# [PROBLEM DETAILS]
Present every line of the records below as a two-column Markdown table, with "Row" holding a running number and "Line" holding the line itself. Skip blank lines and leave the pictures out.

━━━━━━━━

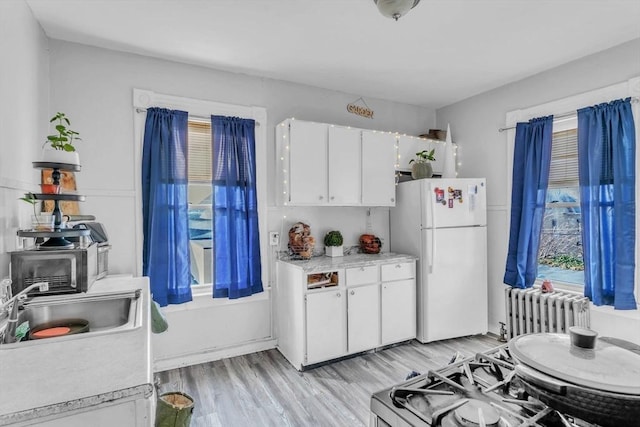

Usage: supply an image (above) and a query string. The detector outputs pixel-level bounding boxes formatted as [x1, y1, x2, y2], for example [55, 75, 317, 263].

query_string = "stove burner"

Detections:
[454, 399, 500, 427]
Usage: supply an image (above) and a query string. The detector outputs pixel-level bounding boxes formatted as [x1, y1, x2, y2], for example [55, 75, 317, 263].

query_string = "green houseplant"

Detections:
[20, 193, 54, 231]
[409, 148, 436, 179]
[42, 112, 82, 164]
[324, 230, 344, 257]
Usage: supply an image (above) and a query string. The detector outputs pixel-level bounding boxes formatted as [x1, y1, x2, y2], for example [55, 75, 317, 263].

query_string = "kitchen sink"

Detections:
[0, 290, 142, 350]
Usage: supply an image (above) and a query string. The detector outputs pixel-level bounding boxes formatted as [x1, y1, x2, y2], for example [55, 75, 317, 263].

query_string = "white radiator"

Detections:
[505, 286, 590, 338]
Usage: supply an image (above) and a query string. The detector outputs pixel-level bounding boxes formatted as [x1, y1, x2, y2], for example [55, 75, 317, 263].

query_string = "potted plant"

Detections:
[20, 193, 54, 231]
[409, 148, 436, 179]
[324, 230, 344, 257]
[42, 112, 82, 165]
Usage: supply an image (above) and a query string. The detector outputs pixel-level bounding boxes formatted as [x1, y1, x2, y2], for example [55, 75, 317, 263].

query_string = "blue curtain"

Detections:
[211, 116, 263, 299]
[504, 116, 553, 288]
[578, 98, 636, 310]
[142, 108, 191, 306]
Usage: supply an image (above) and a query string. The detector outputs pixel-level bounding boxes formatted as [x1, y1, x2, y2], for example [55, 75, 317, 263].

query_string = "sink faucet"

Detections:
[0, 281, 49, 344]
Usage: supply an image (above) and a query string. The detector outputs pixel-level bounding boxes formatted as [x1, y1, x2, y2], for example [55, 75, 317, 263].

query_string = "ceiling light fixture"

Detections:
[373, 0, 420, 21]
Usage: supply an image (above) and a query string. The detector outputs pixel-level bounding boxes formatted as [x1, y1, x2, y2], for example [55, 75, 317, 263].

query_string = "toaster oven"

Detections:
[10, 243, 98, 295]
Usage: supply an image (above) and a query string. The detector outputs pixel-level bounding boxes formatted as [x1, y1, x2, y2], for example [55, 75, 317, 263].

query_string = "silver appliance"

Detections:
[10, 243, 98, 295]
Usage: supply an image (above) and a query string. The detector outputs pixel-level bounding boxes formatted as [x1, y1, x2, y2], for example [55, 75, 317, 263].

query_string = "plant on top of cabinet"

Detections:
[324, 230, 344, 257]
[409, 148, 436, 179]
[42, 112, 82, 165]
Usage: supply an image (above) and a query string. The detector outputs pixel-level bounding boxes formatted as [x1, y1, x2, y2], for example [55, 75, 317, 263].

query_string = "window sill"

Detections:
[163, 285, 271, 313]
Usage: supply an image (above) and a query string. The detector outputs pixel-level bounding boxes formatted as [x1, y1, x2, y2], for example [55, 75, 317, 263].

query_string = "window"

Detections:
[188, 118, 213, 285]
[538, 119, 584, 286]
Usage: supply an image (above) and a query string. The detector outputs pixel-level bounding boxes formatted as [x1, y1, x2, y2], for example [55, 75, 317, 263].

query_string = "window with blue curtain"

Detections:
[504, 116, 553, 288]
[211, 116, 263, 299]
[142, 107, 191, 306]
[578, 98, 636, 310]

━━━━━━━━

# [WRITTEN REPLY]
| Row | Line |
|---|---|
| 1 | Usage: supply an image (above) and a query string. The detector outputs pixel-level bounding boxes formatted as [x1, y1, x2, y2], for example [55, 75, 317, 263]. |
| 2 | query_string = "stove burner" |
| 3 | Detections: |
| 4 | [454, 399, 500, 427] |
| 5 | Usage: supply an image (above) and a query string. The detector outputs pixel-level bounding boxes formatted as [x1, y1, x2, y2], for example [55, 75, 317, 263]. |
| 6 | query_string = "green houseplant" |
| 7 | Detections: |
| 8 | [20, 193, 54, 231] |
| 9 | [409, 148, 436, 179] |
| 10 | [42, 112, 82, 164] |
| 11 | [324, 230, 344, 257] |
| 12 | Usage: supply an image (above) and a query string. The detector outputs pixel-level bounding boxes formatted as [x1, y1, x2, y2], for example [55, 75, 317, 263]. |
| 13 | query_string = "kitchen sink" |
| 14 | Detections: |
| 15 | [0, 290, 142, 350] |
| 16 | Usage: supply an image (above) and a query string. The detector outputs pixel-level bounding boxes formatted as [x1, y1, x2, y2], for example [55, 75, 317, 263]. |
| 17 | query_string = "white radiator" |
| 18 | Detections: |
| 19 | [505, 286, 590, 338] |
| 20 | Usage: supply an image (above) and a query string. The detector outputs pixel-level bounding boxes formatted as [x1, y1, x2, y2], for example [55, 75, 317, 263]. |
| 21 | query_string = "potted plant" |
| 22 | Detections: |
| 23 | [20, 193, 54, 231] |
| 24 | [409, 148, 436, 179] |
| 25 | [324, 230, 344, 257] |
| 26 | [42, 112, 82, 165] |
| 27 | Usage: supply an image (above) and a query string. The detector outputs pixel-level bounding boxes formatted as [x1, y1, x2, y2], for example [55, 75, 317, 263]. |
| 28 | query_string = "blue curtain" |
| 29 | Detections: |
| 30 | [211, 116, 263, 299] |
| 31 | [504, 116, 553, 288] |
| 32 | [578, 98, 636, 310] |
| 33 | [142, 108, 191, 306] |
| 34 | Usage: supply an image (above) and a query string. The detector outputs pixel-level bounding boxes formatted as [x1, y1, x2, y2], for example [55, 75, 317, 263]. |
| 35 | query_string = "sink faucet" |
| 36 | Detections: |
| 37 | [0, 281, 49, 344] |
| 38 | Usage: supply an image (above) and a query string. The detector outputs pixel-level bounding boxes formatted as [x1, y1, x2, y2], for example [55, 75, 317, 263]. |
| 39 | query_string = "ceiling light fixture" |
| 40 | Detections: |
| 41 | [373, 0, 420, 21] |
| 42 | Usage: supply an image (above) and a query string. The detector outputs pixel-level bounding boxes formatted as [x1, y1, x2, y2], for example [55, 75, 317, 263]. |
| 43 | query_string = "toaster oven" |
| 44 | Detections: |
| 45 | [10, 243, 98, 295] |
| 46 | Usage: supply an image (above) and a query string. The detector outputs pixel-level bounding boxes formatted as [x1, y1, x2, y2], for example [55, 75, 317, 263]. |
| 47 | query_string = "silver appliance" |
| 48 | Detections: |
| 49 | [10, 243, 98, 295] |
| 50 | Usage: supply an image (above) and a query string. The detector outputs pixel-level bounding boxes formatted as [x1, y1, x2, y2], for example [55, 75, 317, 263]. |
| 51 | query_string = "plant on top of cabinet" |
| 52 | Detections: |
| 53 | [324, 230, 344, 257] |
| 54 | [409, 148, 436, 179] |
| 55 | [42, 112, 82, 165] |
| 56 | Usage: supply an image (above) and a query string. The detector outputs pixel-level bounding boxes formatted as [x1, y1, x2, y2], for example [55, 75, 317, 263]. |
| 57 | query_string = "window sill" |
| 58 | Detections: |
| 59 | [163, 285, 271, 313] |
| 60 | Usage: supply an image (above) and a query string. The detector outputs pixel-level bounding boxes formatted as [x1, y1, x2, y2], for example [55, 75, 317, 263]. |
| 61 | query_string = "window" |
| 62 | Detections: |
| 63 | [188, 118, 213, 285] |
| 64 | [538, 119, 584, 286] |
| 65 | Usage: supply an image (above) and a query string. The detector outputs pixel-level bounding boxes formatted as [x1, y1, x2, y2], for example [55, 75, 317, 263]. |
| 66 | query_string = "window with blue curtain" |
| 67 | Detections: |
| 68 | [504, 116, 553, 288] |
| 69 | [211, 116, 263, 299] |
| 70 | [142, 107, 191, 306] |
| 71 | [578, 98, 636, 310] |